Media
Show Details for the week of July 24th, 2017
On The Monitor this week:
- Christopher Wray is President Trump’s nominee for FBI Director. He was unanimously approved for a full Senate confirmation hearing before the August recess. We look at the issues beyond the allegations of Russian “meddling” with Emily Berman
- Military Budget proposals of at least $600 billion per year are working their way through Congress.Although President Trump promised to avoid unnecessary wars, he still is seeking a major increase in the already gigantic U.S. military budget, a risky contradiction, says Ivan Eland.
More about this week’s guests:
Show Details for the week of July 3rd, 2017
On The Monitor this week:
- Howard Zinn‘s 2009 speech at The Progressive Magazine‘s 100th anniversary
- Part of a talk by Noam Chomsky from 1990 describing propaganda terms in the media and what they mean
Howard Zinn was an American historian, political scientist, social critic, activist and playwright. He is best known as author of the best-seller ‘A People’s History of the United States’. Zinn has been active in the Civil Rights and the anti-war movements in the United States. Howard Zinn passed away on January 27, 2010. Zinn was raised in a working-class family in Brooklyn, and flew bombing missions for the United States in World War II, an experience he now points to in shaping his opposition to war. In 1956, he became a professor at Spelman College in Atlanta, a school for black women, where he soon became involved in the Civil rights movement, which he participated in as an adviser to the Student Nonviolent Coordinating Committee SNCC and chronicled, in his book SNCC The New Abolitionists. Zinn collaborated with historian Staughton Lynd and mentored a young student named Alice Walker. When he was fired in 1963 for insubordination related to his protest work, he moved to Boston University, where he became a leading critic of the Vietnam War.
────────────────
Written exercise A =
According to the Monitor show listing, where did Howard Zinn become a professor in 1956?
Written exercise B =
Resume the Monitor show listing, picking up right after its last sentence.
The Monitor show listing has no connection to the data that comes after it.

Data shown =
────────────────
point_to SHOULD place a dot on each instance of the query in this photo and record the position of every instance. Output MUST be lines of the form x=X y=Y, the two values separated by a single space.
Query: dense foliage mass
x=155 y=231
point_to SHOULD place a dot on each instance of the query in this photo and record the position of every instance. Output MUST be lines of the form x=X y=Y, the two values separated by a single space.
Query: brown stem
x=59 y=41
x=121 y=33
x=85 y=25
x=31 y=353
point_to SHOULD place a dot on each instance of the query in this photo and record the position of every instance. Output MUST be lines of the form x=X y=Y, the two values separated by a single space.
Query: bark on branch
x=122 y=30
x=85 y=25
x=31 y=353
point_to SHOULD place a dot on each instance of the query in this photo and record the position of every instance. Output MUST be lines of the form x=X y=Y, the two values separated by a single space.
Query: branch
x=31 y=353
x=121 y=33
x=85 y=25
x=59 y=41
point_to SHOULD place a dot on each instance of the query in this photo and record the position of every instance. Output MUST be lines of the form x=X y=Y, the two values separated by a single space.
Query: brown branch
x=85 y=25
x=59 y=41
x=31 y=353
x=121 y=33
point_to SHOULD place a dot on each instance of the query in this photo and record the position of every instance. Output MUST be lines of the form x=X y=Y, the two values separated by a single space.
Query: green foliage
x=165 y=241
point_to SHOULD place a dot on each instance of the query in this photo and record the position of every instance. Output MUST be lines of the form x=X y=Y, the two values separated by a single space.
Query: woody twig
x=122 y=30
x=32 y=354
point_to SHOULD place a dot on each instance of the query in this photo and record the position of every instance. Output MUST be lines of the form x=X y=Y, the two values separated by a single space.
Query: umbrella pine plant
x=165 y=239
────────────────
Exercise result A =
At Spelman College in Atlanta.

Exercise result B =
Noam Chomsky is an American linguist, philosopher, cognitive scientist, historian, social critic, and political activist. Sometimes described as “the father of modern linguistics”, Chomsky is also a major figure in analytic philosophy and one of the founders of the field of cognitive science. He is Institute Professor Emeritus at the Massachusetts Institute of Technology (MIT), where he has worked since 1955, and is the author of over 100 books on topics such as linguistics, war, politics, and mass media. Ideologically, he aligns with anarcho-syndicalism and libertarian socialism.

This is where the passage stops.